* begin *

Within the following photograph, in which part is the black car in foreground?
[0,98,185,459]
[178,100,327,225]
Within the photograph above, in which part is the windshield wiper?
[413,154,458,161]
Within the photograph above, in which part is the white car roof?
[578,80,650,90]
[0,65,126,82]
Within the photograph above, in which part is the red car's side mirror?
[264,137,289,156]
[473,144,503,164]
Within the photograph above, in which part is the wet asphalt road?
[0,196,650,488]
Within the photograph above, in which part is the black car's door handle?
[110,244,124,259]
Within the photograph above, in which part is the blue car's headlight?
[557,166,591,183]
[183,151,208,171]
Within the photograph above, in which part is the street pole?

* end *

— Directive —
Rewrite all the records above, substituting "where is" for every occurrence of "in which part is" and leaving everything else unchanged.

— The completed task —
Within the following photograph, where is the black car in foreground?
[0,98,185,459]
[178,100,327,225]
Within the photograph above, where is the windshield wiper?
[413,154,458,161]
Within the photograph above, where is the white car roof?
[578,80,650,90]
[0,65,126,82]
Within the photograph above, where is the red car's side mirror?
[264,137,289,156]
[473,144,503,164]
Within the photograph above, where is the wet asphalt road?
[0,196,650,488]
Within the photograph above, where is the black car's door handle?
[110,244,124,259]
Within the photograph above, where is the blue car's headlight?
[557,166,591,183]
[183,151,208,171]
Within the photograph above, where is the street pole?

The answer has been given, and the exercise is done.